**EXERCISE INPUT**
══════

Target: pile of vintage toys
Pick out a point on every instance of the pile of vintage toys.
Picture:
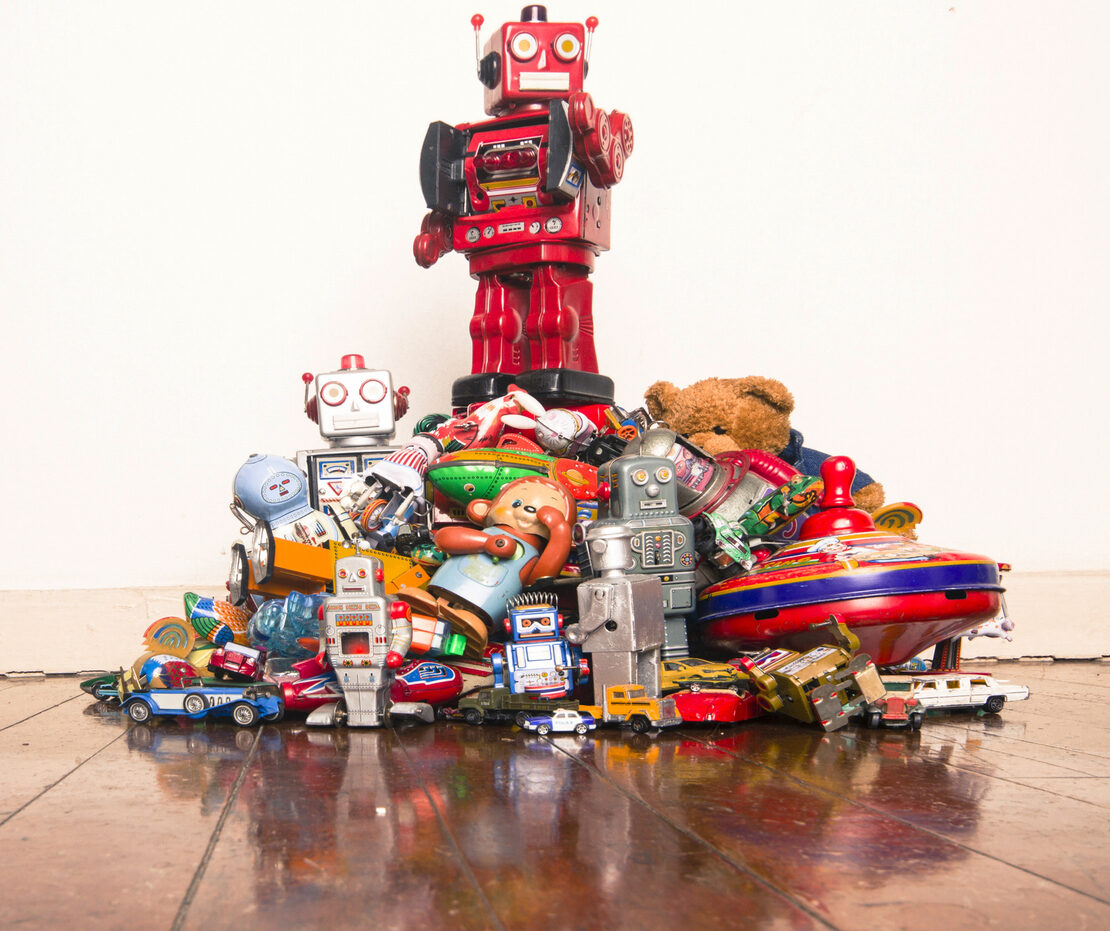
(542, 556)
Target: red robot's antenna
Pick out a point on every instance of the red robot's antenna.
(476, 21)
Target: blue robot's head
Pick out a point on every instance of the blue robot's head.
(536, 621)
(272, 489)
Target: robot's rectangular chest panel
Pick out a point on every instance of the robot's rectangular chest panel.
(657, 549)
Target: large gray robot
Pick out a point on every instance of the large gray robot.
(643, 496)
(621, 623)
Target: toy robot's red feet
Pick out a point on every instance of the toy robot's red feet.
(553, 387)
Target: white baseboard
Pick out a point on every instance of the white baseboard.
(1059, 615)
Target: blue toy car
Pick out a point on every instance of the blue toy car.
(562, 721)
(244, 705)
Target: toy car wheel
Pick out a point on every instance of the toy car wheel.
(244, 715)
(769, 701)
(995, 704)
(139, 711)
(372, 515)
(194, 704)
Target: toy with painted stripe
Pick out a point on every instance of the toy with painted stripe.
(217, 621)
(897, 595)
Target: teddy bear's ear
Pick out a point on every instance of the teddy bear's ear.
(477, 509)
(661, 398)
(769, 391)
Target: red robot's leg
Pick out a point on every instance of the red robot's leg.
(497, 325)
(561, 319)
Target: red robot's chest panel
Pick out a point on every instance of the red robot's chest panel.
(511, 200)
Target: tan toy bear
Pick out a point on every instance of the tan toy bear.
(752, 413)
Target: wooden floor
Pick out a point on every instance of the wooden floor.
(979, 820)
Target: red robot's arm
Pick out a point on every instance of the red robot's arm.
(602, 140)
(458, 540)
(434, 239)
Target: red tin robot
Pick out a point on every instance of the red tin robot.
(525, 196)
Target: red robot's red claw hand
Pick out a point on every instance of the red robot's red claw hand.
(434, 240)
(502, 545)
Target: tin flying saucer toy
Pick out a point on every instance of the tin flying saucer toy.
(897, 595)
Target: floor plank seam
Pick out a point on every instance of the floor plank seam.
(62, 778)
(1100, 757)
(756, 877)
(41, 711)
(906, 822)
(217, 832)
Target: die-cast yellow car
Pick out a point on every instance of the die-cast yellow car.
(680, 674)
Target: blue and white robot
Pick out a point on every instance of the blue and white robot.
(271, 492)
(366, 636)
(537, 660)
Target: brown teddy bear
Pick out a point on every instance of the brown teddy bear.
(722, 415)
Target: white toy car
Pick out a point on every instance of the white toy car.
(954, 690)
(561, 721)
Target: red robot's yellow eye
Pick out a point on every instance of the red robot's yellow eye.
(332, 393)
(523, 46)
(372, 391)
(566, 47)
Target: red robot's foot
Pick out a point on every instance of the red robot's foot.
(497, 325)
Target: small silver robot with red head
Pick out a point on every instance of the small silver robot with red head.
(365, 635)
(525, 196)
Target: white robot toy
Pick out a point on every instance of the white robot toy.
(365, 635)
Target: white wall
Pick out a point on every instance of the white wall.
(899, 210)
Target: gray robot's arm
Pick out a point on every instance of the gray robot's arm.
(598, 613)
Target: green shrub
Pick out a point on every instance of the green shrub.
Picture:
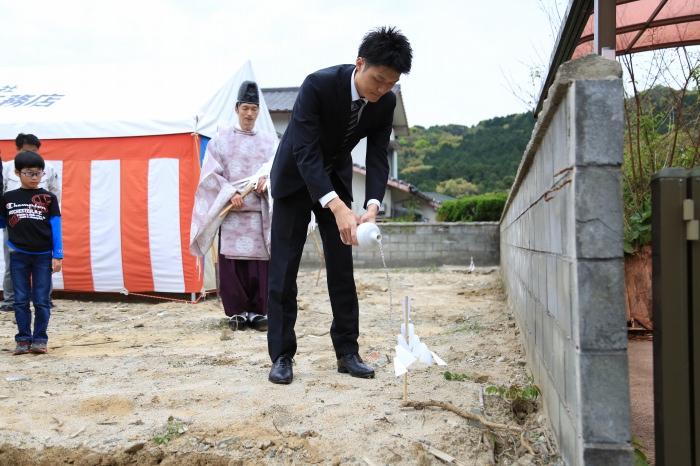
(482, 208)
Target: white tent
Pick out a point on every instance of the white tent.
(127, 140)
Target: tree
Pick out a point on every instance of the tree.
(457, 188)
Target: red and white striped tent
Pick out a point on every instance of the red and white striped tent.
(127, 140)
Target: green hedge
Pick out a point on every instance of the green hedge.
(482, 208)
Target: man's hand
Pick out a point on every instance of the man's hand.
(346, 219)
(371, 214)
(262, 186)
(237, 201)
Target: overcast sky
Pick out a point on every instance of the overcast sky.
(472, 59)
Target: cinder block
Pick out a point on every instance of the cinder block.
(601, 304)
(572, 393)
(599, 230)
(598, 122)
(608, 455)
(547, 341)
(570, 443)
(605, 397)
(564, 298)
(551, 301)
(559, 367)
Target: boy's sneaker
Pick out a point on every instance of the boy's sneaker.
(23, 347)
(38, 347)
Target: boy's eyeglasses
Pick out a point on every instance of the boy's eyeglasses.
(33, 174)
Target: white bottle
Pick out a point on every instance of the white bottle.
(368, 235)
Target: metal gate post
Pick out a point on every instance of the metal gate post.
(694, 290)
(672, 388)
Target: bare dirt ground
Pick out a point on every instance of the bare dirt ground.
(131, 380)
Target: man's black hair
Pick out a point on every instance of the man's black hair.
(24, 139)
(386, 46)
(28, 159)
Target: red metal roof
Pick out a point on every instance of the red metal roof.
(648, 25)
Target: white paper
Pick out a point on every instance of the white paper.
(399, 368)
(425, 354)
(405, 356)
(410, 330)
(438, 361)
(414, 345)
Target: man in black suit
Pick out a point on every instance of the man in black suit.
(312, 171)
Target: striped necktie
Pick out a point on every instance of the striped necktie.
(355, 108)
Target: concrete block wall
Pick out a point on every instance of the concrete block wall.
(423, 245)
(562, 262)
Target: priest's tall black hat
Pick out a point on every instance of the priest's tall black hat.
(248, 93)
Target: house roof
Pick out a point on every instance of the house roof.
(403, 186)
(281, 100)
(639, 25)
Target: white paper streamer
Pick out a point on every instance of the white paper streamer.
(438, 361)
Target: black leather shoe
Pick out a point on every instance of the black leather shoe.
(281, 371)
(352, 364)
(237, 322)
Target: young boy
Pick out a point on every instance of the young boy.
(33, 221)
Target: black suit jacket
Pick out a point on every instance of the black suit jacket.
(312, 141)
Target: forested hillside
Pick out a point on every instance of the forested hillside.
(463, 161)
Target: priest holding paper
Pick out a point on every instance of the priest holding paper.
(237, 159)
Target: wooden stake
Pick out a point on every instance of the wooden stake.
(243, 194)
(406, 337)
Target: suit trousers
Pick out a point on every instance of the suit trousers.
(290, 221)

══════

Please write out the entries again from their start through the line containing "(1059, 615)", shifting every answer coordinate by -49 and keeping all other lines as they are. Leave the pictures out.

**SOLUTION FOR THIS TASK**
Target: pile of vintage toys
Pick out a point on every instance of the pile of vintage toys.
Picture:
(493, 507)
Target: red robot's antenna
Pick out a point on every instance of the red robot's antenna.
(427, -28)
Target: blue robot's head
Pick out a point on every instance of the blue robot's head.
(487, 572)
(223, 440)
Target: robot's rectangular chest panel
Pick out a point on every instance of the robot's rectangular chest panel.
(608, 500)
Target: large gray robot
Pick out a point on every instance of the large gray robot.
(594, 447)
(572, 574)
Target: toy robot's red feet
Pick out a point on every instance of the toy robot's red feet.
(504, 338)
Target: white baseboard
Pick out a point on every instance of the white baseboard.
(1010, 566)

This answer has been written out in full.